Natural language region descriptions

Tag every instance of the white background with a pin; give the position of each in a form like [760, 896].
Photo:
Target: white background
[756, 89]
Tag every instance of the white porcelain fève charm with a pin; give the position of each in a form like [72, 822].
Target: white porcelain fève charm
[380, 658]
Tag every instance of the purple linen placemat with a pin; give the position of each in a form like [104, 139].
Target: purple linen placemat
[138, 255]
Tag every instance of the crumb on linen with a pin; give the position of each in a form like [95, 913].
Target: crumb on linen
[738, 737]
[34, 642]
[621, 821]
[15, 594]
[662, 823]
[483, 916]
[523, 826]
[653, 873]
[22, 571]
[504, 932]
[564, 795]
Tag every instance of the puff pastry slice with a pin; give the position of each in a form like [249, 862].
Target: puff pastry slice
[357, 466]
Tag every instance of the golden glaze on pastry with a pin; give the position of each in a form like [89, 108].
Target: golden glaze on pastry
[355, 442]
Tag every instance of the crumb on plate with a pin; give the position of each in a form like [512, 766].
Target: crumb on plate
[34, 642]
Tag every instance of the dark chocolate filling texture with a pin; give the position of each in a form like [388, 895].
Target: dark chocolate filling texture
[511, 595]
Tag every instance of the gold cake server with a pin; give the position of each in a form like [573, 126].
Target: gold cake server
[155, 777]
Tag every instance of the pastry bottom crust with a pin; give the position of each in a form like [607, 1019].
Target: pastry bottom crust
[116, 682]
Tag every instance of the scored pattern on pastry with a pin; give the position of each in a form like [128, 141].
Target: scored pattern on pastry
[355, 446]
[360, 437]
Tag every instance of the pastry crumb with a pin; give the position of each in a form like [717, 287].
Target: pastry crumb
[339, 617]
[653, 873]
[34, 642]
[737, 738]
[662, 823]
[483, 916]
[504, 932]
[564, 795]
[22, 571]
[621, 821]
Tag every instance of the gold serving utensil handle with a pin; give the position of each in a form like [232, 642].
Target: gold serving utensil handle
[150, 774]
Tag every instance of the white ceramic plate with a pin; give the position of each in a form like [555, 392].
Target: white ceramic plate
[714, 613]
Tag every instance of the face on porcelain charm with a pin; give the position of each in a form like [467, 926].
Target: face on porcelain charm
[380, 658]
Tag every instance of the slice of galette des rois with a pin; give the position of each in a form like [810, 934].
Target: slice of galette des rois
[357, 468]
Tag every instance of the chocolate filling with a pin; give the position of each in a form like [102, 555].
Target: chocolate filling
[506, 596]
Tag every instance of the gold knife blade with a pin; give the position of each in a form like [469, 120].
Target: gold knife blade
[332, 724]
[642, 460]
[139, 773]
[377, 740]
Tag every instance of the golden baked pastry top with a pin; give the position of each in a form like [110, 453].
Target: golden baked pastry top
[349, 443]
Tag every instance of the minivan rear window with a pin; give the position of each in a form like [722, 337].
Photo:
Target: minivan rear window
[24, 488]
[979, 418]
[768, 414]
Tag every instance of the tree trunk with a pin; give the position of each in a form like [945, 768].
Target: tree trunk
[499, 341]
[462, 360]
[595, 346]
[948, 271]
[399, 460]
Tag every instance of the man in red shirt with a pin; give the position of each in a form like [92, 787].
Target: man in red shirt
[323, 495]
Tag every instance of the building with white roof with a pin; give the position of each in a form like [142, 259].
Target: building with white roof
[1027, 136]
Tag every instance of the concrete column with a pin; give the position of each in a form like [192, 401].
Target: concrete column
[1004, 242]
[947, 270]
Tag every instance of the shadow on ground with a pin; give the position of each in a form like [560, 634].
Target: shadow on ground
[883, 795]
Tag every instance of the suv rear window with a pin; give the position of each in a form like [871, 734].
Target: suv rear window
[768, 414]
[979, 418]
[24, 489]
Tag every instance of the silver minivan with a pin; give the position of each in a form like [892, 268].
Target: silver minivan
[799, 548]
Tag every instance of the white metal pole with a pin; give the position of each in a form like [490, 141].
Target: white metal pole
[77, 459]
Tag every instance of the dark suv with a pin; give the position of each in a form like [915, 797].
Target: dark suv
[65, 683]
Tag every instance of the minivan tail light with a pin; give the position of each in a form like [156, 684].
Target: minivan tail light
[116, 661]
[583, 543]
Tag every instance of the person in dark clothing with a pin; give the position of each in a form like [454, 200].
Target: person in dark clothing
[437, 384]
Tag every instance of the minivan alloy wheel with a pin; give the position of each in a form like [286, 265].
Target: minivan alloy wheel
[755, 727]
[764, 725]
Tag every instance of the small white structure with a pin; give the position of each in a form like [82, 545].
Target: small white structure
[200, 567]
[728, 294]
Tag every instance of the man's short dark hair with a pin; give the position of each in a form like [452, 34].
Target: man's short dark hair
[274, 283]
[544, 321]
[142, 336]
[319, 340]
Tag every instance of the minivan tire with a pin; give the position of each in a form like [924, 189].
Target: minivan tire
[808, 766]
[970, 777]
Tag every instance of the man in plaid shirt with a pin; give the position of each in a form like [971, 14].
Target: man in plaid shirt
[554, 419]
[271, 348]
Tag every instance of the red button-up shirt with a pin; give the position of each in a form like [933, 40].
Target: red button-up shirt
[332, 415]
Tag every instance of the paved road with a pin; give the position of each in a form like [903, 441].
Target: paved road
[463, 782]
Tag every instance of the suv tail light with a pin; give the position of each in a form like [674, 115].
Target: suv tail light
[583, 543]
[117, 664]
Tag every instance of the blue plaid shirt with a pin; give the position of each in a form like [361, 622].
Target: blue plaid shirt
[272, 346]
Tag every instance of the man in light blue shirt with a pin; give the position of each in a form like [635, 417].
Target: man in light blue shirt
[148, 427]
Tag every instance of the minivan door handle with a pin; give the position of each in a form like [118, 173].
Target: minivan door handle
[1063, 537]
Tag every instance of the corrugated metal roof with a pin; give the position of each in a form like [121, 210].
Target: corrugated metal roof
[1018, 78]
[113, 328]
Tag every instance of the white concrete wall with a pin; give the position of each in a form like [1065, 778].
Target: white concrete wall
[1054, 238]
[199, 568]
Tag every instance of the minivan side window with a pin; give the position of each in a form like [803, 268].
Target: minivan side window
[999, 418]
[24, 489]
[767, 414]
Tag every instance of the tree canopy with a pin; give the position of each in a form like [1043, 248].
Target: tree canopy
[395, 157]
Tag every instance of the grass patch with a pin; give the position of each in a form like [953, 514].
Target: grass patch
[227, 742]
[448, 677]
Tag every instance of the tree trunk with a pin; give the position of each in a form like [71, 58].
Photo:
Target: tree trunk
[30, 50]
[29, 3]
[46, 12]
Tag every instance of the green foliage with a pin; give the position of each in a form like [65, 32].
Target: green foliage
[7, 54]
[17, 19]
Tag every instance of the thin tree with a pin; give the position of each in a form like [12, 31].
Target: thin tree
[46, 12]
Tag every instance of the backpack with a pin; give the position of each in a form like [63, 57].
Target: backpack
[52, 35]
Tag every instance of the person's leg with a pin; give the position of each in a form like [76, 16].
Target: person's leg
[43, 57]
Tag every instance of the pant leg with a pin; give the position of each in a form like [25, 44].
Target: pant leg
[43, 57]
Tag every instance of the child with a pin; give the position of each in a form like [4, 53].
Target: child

* * *

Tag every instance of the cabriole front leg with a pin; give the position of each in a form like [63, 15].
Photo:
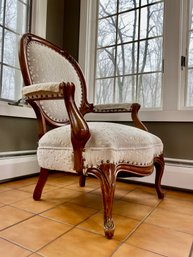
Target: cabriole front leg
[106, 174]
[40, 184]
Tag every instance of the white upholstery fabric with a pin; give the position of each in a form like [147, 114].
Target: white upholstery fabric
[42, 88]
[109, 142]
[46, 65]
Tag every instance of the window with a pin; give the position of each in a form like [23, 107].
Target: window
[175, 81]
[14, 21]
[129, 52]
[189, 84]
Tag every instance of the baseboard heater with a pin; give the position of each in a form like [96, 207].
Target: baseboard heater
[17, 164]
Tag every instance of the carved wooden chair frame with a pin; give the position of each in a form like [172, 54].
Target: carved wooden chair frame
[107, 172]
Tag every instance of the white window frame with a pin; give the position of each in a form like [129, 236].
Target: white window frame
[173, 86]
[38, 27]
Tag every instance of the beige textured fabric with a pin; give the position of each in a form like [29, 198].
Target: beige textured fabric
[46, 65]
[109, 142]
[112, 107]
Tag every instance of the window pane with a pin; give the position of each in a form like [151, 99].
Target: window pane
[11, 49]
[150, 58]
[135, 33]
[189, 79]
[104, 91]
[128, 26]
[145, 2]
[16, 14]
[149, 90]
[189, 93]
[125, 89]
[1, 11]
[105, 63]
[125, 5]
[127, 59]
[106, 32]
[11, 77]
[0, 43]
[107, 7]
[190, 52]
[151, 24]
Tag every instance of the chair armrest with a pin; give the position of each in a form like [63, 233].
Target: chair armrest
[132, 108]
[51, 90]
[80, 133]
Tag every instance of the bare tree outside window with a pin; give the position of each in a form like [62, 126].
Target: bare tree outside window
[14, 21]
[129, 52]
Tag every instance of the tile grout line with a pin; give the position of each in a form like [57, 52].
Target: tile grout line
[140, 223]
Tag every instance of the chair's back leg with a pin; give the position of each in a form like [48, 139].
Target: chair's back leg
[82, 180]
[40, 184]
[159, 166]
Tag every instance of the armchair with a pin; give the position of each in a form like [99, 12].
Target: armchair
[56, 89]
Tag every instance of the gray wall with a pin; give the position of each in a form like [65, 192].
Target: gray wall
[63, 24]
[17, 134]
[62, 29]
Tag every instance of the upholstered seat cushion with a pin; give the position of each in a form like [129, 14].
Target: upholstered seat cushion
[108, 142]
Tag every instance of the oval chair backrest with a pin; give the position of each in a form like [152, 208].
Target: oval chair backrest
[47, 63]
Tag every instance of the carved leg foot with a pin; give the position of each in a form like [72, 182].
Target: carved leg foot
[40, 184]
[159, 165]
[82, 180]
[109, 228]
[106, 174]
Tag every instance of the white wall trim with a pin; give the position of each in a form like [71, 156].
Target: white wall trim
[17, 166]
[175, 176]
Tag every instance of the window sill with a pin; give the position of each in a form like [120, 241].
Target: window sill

* Required action
Starting with the line above that holds "Target: minivan alloy wheel" and stopping with the line that holds "Tag every instance of the man in light", reproduce each line exactly, omitting all other lines.

* Output below
Target: minivan alloy wheel
[755, 727]
[764, 725]
Tag every instance of the small white structure with a pin; give the position of each in a form like [82, 545].
Target: small white structure
[200, 567]
[728, 294]
Tag every instance of the man's short dark hair with a pin; give the position of each in a form like [452, 34].
Target: man's short dark hair
[274, 283]
[544, 321]
[142, 336]
[319, 340]
Tag every instance of the minivan tire with a pin; give the position of each in a form like [924, 189].
Target: minivan tire
[808, 766]
[970, 777]
Tag every instance of the man in plaid shirt with a pin; give the position of each in a form like [971, 14].
Target: man in plaid shirt
[554, 419]
[271, 348]
Tag every instance of the red button-up shirt with a pin; give the position of each in a form like [933, 40].
Target: red button-up shirt
[332, 415]
Tag every instance of the paved road with a pin; give the position of each in a form like [903, 441].
Target: paved road
[463, 782]
Tag every instance of the suv tail light with a pin; give the position of each in a form like [674, 115].
Target: suv tail light
[583, 543]
[117, 664]
Tag every instance of the blue plaid shirt with a pin; give the position of each in a form like [361, 622].
Target: blue plaid shirt
[272, 346]
Tag every instance of the man in light blue shirt with a pin; give the position of each in a form like [635, 417].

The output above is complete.